I have a Scala program using threading (actually Spark) and Redis (Jedis). I defined an object
for my Redis operations where I have a Lazy val
for the connection. I need each thread to open a connection to Redis and work with it in parallel.
The connection object:
object redisOp{
lazy val r = new Jedis("127.0.0.1",6379,30)
def find(u: Long): Option[Long] = Option(r.get(s"p$u")).flatMap(p => if (p.toLong == u) Some(u) else find(p.toLong))
// and other functions
}
When I use it with one thread, it works well. But when multiple threads using it I get errors. At first, I got Unknown replay: 4
in each thread, where "4" is a random character (redis.clients.jedis.exceptions.JedisConnectionException: Unknown reply:
).
Then from redis-cli
I tried to set config set timeout 30000
and 30000
as I also saw a redis.clients.jedis.exceptions.JedisConnectionException: Unexpected end of stream
and sometimes redis.clients.jedis.exceptions.JedisDataException: ERR Protocol error: invalid multibulk length
in logs as well. And now in some runs(when switching to 2 threads instead 4), the program stucks in a stage forever with no errors! I checked Spark-UI to check executors' log but can't find anything useful: https://pastebin.com/iJMeBD0D
I think the problem is in defining and using connection with Redis. Also, please tell me the proper way of closing the connection if needed.
Jedis object is not thread-safe. You should use some sort of object/connection pooling in a multi-threaded environment. Jedis provides JedisPool for that purpose. More details can be found in Jedis Wiki.
The basic idea is to get Jedis object by JedisPool.getResource()
and return that object by Jedis.close()
.

*Required task A:*
Answer these questions about the Redis threading thread:
(i) What host, port, and timeout values does the lazy val pass to the Jedis constructor?
(ii) Which class does the reply say Jedis provides for object pooling?
(iii) Which method does the reply say returns the Jedis object after use?
*Required task B:*
Return each line of the listing below that contains the word "head", matching case exactly.

(Point annotation data)
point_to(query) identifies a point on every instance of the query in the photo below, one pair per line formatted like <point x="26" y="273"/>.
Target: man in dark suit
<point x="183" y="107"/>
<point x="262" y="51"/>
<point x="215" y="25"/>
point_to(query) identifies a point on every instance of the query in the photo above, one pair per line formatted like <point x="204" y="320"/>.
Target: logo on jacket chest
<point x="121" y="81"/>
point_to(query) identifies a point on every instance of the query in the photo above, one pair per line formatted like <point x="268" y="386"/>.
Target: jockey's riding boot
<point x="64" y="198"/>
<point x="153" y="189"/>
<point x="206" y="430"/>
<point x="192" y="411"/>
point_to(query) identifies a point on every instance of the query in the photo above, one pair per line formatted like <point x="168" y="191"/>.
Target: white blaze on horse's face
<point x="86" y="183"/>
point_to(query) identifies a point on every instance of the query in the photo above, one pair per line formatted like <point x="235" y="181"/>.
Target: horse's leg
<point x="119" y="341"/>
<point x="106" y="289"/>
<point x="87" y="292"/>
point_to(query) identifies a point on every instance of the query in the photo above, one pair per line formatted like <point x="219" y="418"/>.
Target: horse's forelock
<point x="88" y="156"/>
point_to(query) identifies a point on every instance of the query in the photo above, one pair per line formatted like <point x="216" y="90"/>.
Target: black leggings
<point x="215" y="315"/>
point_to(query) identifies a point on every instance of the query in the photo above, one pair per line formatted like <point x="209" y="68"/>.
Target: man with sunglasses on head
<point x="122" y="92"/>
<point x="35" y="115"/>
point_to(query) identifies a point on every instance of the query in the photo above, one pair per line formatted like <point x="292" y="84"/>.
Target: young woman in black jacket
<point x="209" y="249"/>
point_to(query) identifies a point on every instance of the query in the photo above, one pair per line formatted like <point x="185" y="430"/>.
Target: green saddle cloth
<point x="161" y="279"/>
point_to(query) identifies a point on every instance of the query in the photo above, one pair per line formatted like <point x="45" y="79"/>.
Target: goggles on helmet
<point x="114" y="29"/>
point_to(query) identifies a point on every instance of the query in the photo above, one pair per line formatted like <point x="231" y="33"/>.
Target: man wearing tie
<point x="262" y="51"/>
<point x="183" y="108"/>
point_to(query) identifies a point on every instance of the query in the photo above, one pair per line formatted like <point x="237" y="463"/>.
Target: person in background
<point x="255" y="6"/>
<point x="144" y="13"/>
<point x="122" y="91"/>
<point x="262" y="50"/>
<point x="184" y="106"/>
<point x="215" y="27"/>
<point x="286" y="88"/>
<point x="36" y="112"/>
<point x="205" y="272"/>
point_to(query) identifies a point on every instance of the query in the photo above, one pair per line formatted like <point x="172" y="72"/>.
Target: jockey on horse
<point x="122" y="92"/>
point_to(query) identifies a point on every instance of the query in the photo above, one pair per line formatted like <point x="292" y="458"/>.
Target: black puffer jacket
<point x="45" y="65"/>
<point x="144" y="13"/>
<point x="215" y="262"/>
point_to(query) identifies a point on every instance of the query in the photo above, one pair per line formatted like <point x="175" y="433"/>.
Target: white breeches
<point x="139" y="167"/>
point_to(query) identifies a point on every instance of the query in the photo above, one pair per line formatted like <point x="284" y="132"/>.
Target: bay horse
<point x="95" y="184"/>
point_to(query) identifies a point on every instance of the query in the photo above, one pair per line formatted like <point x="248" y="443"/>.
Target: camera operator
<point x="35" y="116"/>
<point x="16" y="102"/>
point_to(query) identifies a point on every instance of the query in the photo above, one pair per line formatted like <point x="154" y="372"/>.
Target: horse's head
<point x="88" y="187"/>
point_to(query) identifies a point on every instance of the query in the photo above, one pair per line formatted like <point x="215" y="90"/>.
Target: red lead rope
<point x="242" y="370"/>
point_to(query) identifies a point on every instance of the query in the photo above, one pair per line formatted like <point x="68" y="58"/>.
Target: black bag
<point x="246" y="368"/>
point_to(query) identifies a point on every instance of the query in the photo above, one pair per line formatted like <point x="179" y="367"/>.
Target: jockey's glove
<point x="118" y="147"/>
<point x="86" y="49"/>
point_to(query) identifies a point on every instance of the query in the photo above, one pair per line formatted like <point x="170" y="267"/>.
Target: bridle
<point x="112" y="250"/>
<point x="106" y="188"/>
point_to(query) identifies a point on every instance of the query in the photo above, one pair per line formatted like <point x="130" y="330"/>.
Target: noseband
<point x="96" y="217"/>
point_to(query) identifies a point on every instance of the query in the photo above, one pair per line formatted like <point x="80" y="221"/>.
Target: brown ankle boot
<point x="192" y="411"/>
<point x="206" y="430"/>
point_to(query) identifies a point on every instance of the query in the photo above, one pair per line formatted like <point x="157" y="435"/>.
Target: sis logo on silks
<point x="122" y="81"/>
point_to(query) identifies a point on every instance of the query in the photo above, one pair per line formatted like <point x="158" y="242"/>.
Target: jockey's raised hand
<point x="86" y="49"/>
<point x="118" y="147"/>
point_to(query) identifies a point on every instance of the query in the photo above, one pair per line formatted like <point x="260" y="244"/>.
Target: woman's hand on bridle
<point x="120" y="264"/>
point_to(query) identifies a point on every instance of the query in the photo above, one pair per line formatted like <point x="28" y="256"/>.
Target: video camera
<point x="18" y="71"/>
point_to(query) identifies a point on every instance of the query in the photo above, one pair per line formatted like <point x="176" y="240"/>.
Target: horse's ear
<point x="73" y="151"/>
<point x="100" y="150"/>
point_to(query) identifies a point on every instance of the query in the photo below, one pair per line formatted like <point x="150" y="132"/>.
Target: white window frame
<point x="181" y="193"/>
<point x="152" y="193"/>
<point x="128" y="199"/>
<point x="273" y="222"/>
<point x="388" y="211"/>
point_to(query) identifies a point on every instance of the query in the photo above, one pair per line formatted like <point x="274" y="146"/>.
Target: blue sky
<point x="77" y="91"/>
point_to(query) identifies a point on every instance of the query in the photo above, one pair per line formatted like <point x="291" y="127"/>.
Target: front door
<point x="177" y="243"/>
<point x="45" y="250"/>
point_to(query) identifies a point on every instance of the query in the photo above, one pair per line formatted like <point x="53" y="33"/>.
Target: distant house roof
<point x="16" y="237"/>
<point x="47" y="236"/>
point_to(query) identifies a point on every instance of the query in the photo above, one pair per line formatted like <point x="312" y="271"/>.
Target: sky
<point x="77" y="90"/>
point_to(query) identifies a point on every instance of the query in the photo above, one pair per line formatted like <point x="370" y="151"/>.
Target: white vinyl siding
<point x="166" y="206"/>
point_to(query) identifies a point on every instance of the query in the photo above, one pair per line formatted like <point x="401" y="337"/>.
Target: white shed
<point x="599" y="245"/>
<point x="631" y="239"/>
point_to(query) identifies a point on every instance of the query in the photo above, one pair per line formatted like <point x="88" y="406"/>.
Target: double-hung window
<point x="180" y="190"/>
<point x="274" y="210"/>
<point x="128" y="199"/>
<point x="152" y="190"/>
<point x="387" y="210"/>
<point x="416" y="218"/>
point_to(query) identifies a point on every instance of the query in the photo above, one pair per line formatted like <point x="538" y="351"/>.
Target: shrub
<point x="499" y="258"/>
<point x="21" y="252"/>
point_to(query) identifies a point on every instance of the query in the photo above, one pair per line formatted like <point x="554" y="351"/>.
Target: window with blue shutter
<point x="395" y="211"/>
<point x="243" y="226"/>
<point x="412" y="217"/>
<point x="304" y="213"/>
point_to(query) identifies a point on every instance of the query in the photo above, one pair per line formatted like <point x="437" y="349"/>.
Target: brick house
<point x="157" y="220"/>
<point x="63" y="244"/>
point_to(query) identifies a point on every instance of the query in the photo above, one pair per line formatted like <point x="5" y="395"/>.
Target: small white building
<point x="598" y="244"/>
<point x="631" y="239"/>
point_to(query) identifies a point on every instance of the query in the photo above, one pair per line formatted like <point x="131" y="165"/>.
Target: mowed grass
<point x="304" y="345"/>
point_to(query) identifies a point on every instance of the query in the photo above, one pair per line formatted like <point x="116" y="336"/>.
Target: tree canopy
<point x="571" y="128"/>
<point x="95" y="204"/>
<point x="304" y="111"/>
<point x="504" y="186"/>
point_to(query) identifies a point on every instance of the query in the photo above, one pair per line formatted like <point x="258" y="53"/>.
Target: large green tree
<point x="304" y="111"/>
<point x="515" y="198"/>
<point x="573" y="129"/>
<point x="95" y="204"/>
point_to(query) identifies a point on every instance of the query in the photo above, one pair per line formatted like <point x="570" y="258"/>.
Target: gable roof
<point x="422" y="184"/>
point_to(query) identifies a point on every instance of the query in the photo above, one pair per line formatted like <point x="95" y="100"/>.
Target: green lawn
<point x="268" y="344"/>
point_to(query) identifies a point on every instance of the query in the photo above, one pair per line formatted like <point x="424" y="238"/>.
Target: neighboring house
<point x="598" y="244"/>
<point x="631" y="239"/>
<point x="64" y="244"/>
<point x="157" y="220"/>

*Result A:*
(i) Host "127.0.0.1", port 6379, timeout 30.
(ii) JedisPool.
(iii) Jedis.close().

*Result B:*
Target: man with sunglasses on head
Target: horse's head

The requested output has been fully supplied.